**Kısa alıştırma:**
Ayın Biri Kilisesi'ni anlatan metindeki “Önce kilisenin içindeki görevliden dileğiniz için bir anahtar alıyorsunuz.” cümlesini İngilizceye çevirin.

**Metin parçası:**
****

Geçenlerde bir dost meclisinde “Ayın Biri Kilisesi’nden bahsedildi. Halk arasında Vefa Kilisesi olarak da bilinen Ayın Biri Kilisesi zaman zaman gittiğim, dilek dilediğim bir kilise. Eylül ayı bana farklı duygular yaşatan bir ay olduğu için hemen ilk fırsatta gitmek üzere plan yaptım. Yeni heyecanların hayatıma girmek üzere olduğunu hissettiğim için dilek dilemenin, kilisede bir şeyler ikram etmenin, orada olmanın bana iyi geleceğini düşündüm. 1 Ekim Salı yakın dostum Zeynep ile birlikte sabah 07.45’te oradaydık. Daha önce aldığım anahtarları iade etmek, yeni dileklerle yeni anahtarlar almak için sabahın erken saatlerinde yola düşmüştük. Biz erken gittiğimizi sanıyorduk ama yanılmışız. Müslümanlar, Hıristiyanlar, gençler, yaşlılar, kadınlar, erkekler, turistler herkes oradaydı. Dilekleri gerçekleşsin diye farklı şehirlerden gelenler bile vardı. İçeri girebilmek için kuyrukta ekledik. Kısacası ününden ötürü kiliseye ilgi çok fazlaydı.
Ayın Biri Kilisesi İstanbul Manifaturacılar Çarşısı’nın arka tarafında geçmişi yüzyıllar öncesine dayanan, avlusundaki zeytin ağacıyla dikkat çeken küçük bir Rum Ortodoks kilisesi. 11. yüzyılda inşa edildiği bilinen “Ayın Biri Kilisesi’nde” ayın ilk günü niyet edilen dileklerin gerçek olduğuna inanılıyor.
Peki dilek ritüeli nasıl yapılıyor? Önce kilisenin içindeki görevliden dileğiniz için bir anahtar alıyorsunuz. Unutmayın her dilek için bir anahtar. Dileği gerçekleşenler daha önce aldıkları anahtarları kiliseye geri getiriyor. Görevliler de onları tekrar satışa sunuyor. Bu nedenle alacağınız anahtar daha önce kullanılmış bir anahtar olacaktır. Aldığınız anahtarı kilisedeki ikonalar üzerinde kilit açıyormuş gibi çevirirken içinizden de dileğinizi sessizce geçiriyorsunuz. Bir anlamda dileğiniz ile bir bağ kuruyorsunuz. Kilisedeki tüm ikonalar üzerinde aynı işlemi tekrarladıktan sonra kilisenin alt katına inebilirsiniz. Orada ayazmadan akan sudan içenleri, yüzlerini yıkayanları veya şişeleri doldurup suyu evlerine götürenleri göreceksiniz. Bu aşama tazelenme ve arınma anlamı taşıyor. Tüm işlemler bittikten sonra kilisenin papazı sizi ve dileğinizi kutsuyor, sonrasında mumunuzu yakarak ritüeli sonlandırıyorsunuz. İçinizde bir ferahlık ile kiliseden ayrılıyorsunuz.

****

**Veriler:**
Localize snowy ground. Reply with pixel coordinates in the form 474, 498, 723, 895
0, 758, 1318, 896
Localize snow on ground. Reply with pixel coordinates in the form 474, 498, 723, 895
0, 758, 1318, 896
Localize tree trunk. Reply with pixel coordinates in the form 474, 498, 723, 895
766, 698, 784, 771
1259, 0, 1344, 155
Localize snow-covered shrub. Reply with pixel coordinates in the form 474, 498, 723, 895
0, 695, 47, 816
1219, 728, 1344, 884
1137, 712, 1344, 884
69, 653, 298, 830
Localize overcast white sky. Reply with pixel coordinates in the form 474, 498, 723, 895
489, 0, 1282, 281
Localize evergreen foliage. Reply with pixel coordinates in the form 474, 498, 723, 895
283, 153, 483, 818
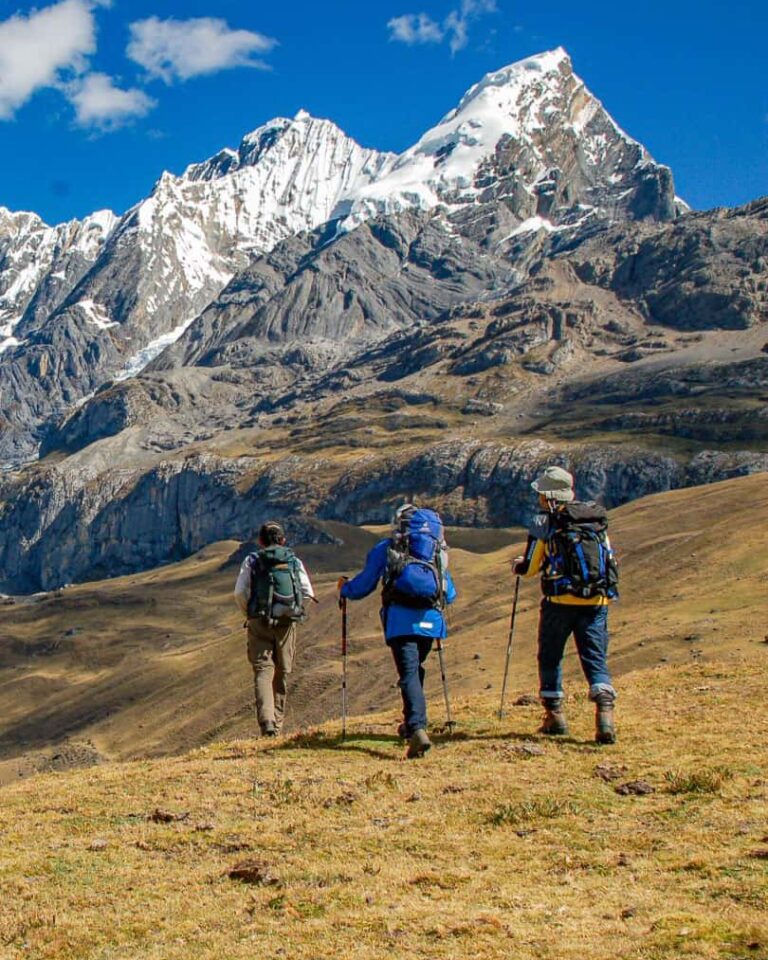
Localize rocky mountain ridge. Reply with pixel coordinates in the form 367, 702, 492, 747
0, 52, 768, 591
0, 50, 678, 466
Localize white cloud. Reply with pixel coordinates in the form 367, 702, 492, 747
126, 17, 277, 83
387, 0, 498, 53
0, 0, 97, 120
387, 13, 444, 45
68, 73, 157, 130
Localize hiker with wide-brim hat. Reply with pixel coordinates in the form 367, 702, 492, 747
235, 520, 316, 737
512, 466, 618, 743
338, 503, 456, 759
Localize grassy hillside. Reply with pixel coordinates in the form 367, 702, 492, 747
0, 645, 768, 960
0, 474, 768, 781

****

**Görevin yanıtı:**
First, you get a key for your wish from the attendant inside the church.